- Questions to answer -
1. Answer these questions using the air pollution text, one per line.
(a) According to the text, what produces most of the air pollution in London?
(b) Who is exempt from the School Streets traffic restriction?
(c) How many schools in Hammersmith & Fulham are School Streets currently planned for?
2. Reproduce the air pollution text between "Currently school streets" and "John Lillie Primary.", inclusive, renaming "Primary" as "Primary School" wherever it occurs.

*** Excerpted text

Let's talk about air pollution
Community Online Forum
What is air pollution?
Air quality refers to the condition of the air around us and whether it contains pollutants (chemicals or substances that are not normally there). This is where we get the term ‘air pollution’ from. Most of the air pollution in London is man-made, being produced by traffic, industry, heating and fire smoke.
These pollutants mainly occur outside, but there is also indoor pollution which comes from cleaning chemicals and personal hygiene products, as well as new carpets, furniture and paint. In the area around the Westway a lot of the air pollution comes from vehicle emissions, especially from older and diesel vehicles and the large amount of traffic on the Westway.
How does it affect us?
Being exposed to air pollution every day can have a bad effect on your health, particularly in children because their lungs are still developing. The effects of bad air pollution have been shown to include harm to their brain, heart and immune systems (which fights against infection). The pollution is also dangerous for older people and those with existing health issues such as asthma, other lung problems (for example bronchitis) and heart conditions.
What can we do about it?
There are many projects in London that help to reduce air pollution, cleaner buses, the Ultra Low Emission Zone (ULEZ), which will extend out to White City next year and School Streets – which are roads outside a particular school with a temporary restriction on motorised traffic at school drop-off and pick-up times. The restriction applies to school traffic and through traffic, but residents are exempt. The result is a safer, healthier and more pleasant environment for everyone. School Streets are a proactive solution for school communities to tackle air pollution, poor health and road danger reduction. They encourage active travel to school for families and lead to a better environment for everyone.
Currently school streets are planned for 13 schools in Hammersmith & Fulham. Hammersmith W6: Brackenbury Primary, Earls Court Free School, Ecole Francaise de Londres Jacques Prevert, Melcome Primary, St Paul’s Primary, St Peter’s Primary, West London Free School. Shepherds Bush W12: Miles Coverdale Primary, St Stephen’s Primary, Wendell Park Primary. Fulham SW6: Holy Cross Primary, Queen’s Manor School and Special Needs Unit, St John Lillie Primary.
If you would like to see School Streets set up around your children’s school or beside a school where you live, the council recommend you email your local councillor as they need support from residents. Meanwhile Global Action Plan has a Schools Pollution Helpdesk offering useful info to helps schools to tackle air pollution.
Imperial has a network of scientists who do research on many areas related to air pollution, especially its effect on our health. We also work with local councils, the Greater London Authority (GLA) and National Government, as these are the people who set the policies that aim to improve your air quality. We will be running workshops on how to contact your local councillors and MPs with your concerns on air quality and the improvements you would like to see. Please sign up to the air pollution community forum’s mailing list for more info.

******
*** Data records

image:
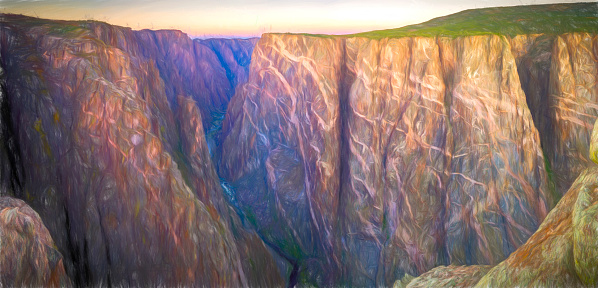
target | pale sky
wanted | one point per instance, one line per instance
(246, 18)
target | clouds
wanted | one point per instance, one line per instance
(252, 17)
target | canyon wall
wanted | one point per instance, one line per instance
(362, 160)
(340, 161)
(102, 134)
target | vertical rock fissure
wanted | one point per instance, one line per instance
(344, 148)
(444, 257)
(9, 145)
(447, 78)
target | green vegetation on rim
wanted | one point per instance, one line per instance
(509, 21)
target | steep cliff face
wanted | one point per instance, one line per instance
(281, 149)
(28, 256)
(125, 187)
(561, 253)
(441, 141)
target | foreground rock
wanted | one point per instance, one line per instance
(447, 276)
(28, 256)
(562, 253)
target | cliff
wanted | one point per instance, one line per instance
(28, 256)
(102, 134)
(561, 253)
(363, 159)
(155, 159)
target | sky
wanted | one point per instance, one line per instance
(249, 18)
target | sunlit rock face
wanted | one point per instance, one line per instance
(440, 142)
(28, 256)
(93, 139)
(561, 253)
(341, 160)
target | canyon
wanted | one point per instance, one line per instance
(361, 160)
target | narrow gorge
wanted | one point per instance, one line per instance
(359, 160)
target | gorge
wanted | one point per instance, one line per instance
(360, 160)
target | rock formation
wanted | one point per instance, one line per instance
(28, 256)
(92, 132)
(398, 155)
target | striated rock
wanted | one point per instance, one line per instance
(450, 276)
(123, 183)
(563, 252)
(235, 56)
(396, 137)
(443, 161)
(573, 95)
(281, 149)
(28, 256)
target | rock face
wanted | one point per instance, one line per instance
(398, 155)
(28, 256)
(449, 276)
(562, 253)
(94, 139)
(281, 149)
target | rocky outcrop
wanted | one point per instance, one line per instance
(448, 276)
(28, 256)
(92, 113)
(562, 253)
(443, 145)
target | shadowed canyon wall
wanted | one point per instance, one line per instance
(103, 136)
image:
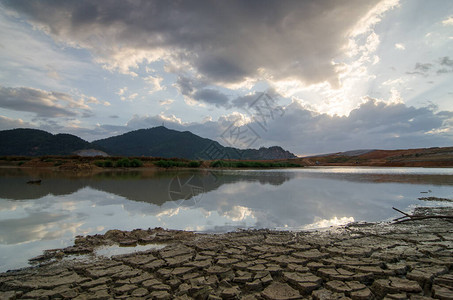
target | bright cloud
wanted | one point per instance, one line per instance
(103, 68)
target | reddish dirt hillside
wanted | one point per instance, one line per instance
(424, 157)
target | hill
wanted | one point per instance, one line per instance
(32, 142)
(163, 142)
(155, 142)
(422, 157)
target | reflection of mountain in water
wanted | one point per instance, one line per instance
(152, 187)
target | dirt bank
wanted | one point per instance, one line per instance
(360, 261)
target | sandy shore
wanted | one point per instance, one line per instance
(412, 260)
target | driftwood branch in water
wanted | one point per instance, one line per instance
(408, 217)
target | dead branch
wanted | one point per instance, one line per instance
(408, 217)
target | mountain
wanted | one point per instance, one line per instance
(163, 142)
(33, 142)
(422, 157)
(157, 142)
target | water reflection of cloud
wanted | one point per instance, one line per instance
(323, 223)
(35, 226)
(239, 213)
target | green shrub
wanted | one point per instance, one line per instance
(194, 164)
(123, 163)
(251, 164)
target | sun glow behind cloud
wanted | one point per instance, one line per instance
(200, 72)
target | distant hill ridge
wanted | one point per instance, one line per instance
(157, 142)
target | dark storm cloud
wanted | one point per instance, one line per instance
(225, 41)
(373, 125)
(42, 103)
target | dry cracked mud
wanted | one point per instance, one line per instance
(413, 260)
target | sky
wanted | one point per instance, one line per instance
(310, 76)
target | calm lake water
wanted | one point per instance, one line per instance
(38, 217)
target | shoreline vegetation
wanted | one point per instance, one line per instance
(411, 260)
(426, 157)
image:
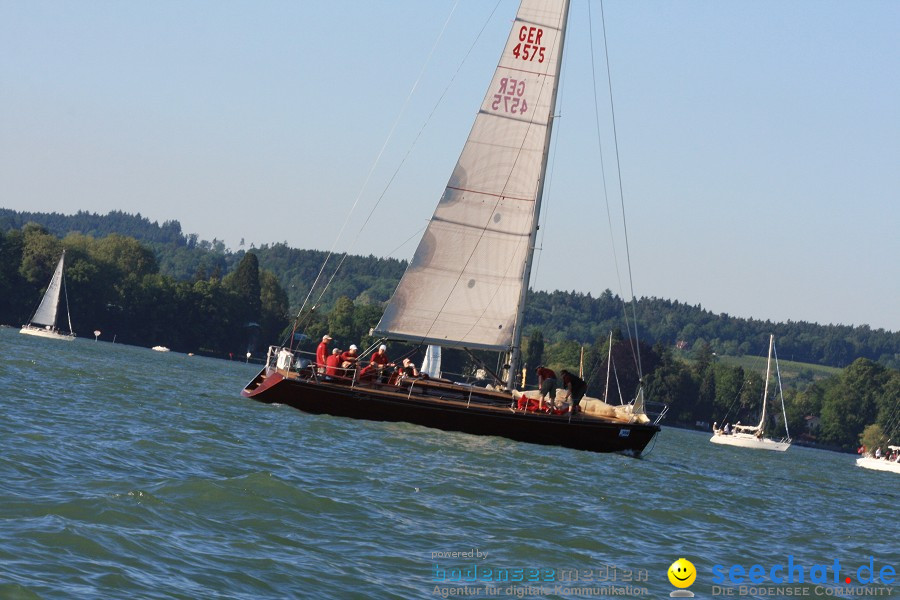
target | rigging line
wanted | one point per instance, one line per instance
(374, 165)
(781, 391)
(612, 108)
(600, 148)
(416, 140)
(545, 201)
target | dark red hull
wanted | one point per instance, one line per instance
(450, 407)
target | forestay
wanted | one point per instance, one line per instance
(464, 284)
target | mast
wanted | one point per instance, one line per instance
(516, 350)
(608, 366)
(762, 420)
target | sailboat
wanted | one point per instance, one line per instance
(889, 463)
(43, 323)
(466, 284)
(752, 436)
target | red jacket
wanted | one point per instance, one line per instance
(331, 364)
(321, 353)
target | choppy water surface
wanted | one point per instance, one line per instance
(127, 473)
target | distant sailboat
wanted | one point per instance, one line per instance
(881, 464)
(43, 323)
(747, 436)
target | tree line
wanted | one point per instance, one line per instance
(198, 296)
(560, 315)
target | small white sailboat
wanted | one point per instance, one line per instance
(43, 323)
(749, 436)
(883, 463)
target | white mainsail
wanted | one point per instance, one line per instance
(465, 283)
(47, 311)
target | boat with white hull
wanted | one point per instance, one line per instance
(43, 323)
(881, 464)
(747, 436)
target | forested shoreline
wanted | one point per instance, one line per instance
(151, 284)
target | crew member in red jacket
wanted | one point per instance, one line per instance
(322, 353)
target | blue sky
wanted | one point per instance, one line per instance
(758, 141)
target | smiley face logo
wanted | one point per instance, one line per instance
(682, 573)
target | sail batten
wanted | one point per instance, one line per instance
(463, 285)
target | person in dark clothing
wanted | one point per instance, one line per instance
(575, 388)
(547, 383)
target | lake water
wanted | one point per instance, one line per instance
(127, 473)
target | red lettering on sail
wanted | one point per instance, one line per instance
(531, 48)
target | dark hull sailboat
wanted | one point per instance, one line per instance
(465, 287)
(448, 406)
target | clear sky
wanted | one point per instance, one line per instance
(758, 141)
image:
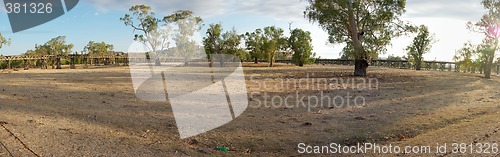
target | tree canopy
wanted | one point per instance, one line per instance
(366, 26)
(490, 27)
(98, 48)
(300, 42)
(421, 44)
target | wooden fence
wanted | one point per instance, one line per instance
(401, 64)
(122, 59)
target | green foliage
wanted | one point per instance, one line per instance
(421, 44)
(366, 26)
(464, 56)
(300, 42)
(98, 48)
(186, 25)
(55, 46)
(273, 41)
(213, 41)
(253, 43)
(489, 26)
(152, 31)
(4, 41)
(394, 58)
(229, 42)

******
*** Data records

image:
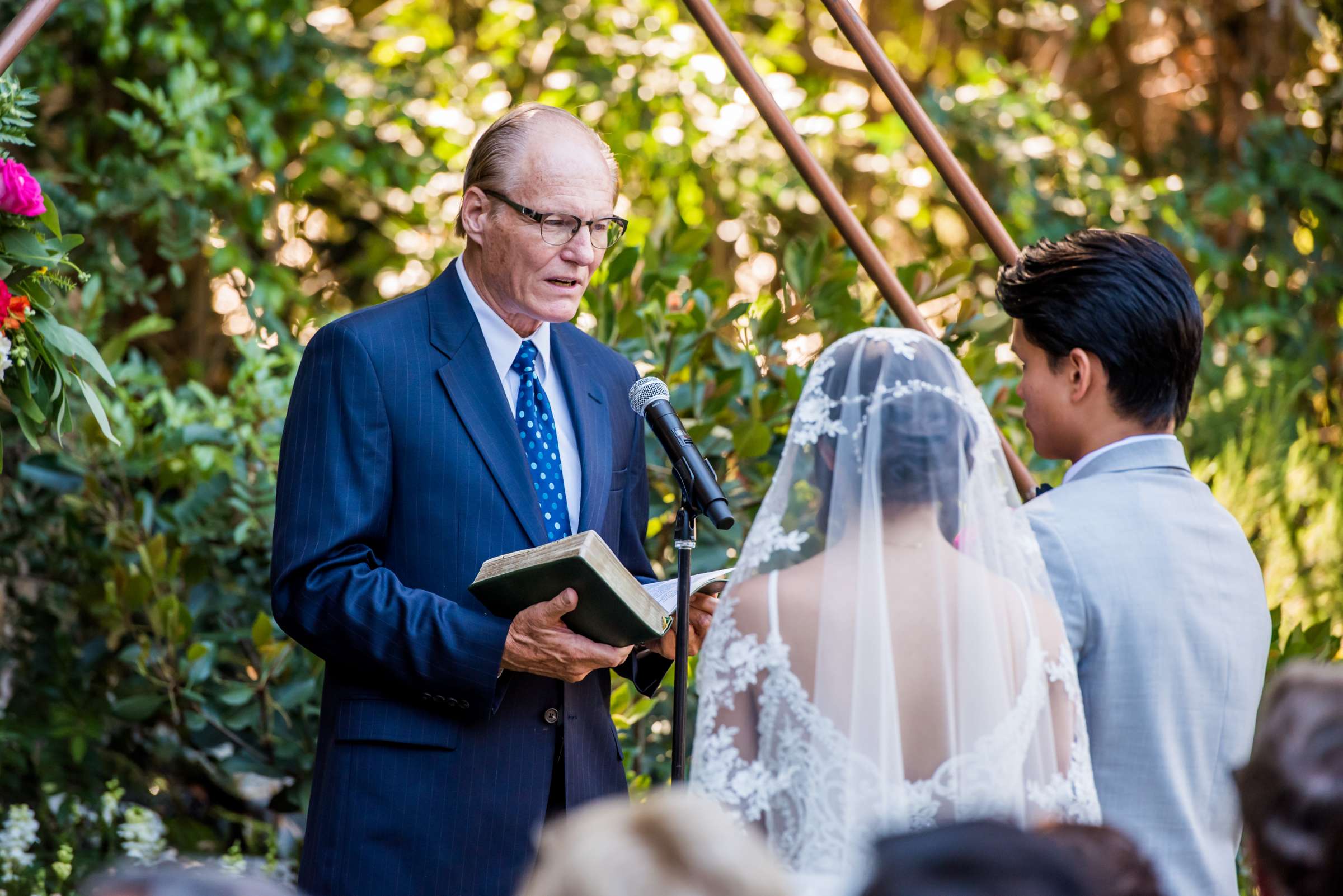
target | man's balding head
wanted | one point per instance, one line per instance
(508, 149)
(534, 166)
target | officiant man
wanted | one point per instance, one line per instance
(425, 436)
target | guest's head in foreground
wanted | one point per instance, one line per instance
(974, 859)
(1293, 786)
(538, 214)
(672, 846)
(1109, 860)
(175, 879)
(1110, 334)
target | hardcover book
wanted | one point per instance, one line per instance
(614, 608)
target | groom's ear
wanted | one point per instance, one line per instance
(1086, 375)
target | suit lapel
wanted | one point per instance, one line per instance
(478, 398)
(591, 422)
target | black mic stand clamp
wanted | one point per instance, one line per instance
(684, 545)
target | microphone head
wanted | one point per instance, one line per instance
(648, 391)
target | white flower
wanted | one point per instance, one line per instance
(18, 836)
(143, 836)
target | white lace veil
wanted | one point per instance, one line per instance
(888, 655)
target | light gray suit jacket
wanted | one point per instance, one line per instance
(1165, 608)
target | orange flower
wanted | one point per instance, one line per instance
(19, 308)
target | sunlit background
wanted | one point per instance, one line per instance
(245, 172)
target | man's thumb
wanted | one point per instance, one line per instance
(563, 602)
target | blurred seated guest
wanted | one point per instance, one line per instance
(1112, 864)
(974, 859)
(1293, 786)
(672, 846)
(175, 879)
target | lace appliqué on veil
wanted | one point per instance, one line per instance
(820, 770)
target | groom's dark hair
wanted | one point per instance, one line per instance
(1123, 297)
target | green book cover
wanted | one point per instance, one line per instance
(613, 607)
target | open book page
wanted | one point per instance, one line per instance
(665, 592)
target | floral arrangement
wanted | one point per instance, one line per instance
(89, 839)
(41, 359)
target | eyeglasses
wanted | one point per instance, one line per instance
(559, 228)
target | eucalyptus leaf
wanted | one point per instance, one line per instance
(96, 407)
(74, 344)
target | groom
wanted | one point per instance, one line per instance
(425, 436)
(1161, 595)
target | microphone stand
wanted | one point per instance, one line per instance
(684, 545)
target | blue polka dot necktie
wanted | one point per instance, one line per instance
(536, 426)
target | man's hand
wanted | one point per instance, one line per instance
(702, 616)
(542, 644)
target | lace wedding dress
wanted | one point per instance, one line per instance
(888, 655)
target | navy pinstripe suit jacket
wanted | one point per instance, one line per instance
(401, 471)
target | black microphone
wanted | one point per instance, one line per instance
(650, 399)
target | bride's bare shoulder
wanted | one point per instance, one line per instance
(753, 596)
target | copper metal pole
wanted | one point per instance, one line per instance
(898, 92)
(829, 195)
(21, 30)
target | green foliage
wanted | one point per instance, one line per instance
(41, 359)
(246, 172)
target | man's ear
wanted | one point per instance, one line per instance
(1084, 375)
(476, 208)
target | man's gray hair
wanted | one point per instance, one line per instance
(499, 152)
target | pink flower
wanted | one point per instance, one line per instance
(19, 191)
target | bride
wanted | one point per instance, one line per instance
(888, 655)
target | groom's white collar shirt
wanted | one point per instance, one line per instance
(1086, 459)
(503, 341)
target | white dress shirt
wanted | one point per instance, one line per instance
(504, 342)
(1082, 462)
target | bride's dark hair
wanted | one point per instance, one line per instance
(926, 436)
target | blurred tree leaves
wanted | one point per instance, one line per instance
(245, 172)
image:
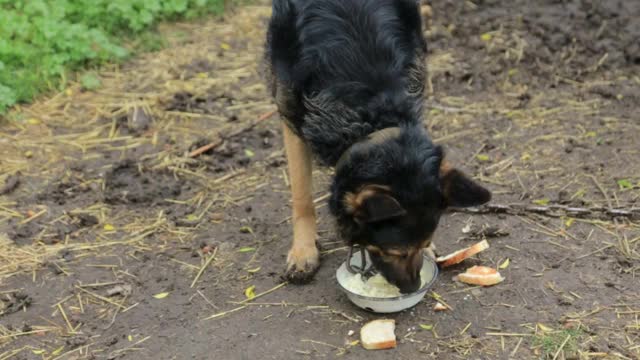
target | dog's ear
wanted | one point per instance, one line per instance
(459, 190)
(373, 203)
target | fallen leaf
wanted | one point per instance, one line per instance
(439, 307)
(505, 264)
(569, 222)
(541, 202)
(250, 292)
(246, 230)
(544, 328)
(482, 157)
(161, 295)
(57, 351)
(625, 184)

******
*** Data records

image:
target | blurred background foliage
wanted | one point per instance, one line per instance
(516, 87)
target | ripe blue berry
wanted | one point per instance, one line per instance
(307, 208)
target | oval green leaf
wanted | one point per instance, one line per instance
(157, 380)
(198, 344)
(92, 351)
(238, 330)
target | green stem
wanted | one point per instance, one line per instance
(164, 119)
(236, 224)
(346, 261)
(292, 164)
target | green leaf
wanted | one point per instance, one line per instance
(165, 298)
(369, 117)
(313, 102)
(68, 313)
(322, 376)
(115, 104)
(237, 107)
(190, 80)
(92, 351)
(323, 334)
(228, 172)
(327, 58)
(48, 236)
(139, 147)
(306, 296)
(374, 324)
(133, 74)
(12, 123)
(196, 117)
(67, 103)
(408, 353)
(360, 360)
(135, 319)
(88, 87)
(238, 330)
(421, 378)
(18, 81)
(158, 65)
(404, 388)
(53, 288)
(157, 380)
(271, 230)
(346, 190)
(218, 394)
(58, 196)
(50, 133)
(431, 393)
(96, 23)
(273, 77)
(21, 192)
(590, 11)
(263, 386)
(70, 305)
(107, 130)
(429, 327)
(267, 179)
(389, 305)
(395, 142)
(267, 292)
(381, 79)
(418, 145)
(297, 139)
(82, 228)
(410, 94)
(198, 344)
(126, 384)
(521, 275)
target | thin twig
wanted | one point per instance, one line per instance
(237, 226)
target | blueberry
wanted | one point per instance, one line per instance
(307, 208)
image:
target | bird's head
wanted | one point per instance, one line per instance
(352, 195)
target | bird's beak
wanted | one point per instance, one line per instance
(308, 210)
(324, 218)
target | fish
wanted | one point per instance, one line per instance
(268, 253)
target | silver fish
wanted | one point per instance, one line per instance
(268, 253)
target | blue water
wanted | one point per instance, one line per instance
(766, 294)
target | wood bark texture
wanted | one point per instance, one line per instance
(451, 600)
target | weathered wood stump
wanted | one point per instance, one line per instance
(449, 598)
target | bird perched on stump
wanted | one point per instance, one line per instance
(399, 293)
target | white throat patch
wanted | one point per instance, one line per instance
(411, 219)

******

- Task-by-task answers -
1.
(a) Traffic, industry, heating and fire smoke.
(b) Residents.
(c) 13 schools.

2.
Currently school streets are planned for 13 schools in Hammersmith & Fulham. Hammersmith W6: Brackenbury Primary School, Earls Court Free School, Ecole Francaise de Londres Jacques Prevert, Melcome Primary School, St Paul’s Primary School, St Peter’s Primary School, West London Free School. Shepherds Bush W12: Miles Coverdale Primary School, St Stephen’s Primary School, Wendell Park Primary School. Fulham SW6: Holy Cross Primary School, Queen’s Manor School and Special Needs Unit, St John Lillie Primary School.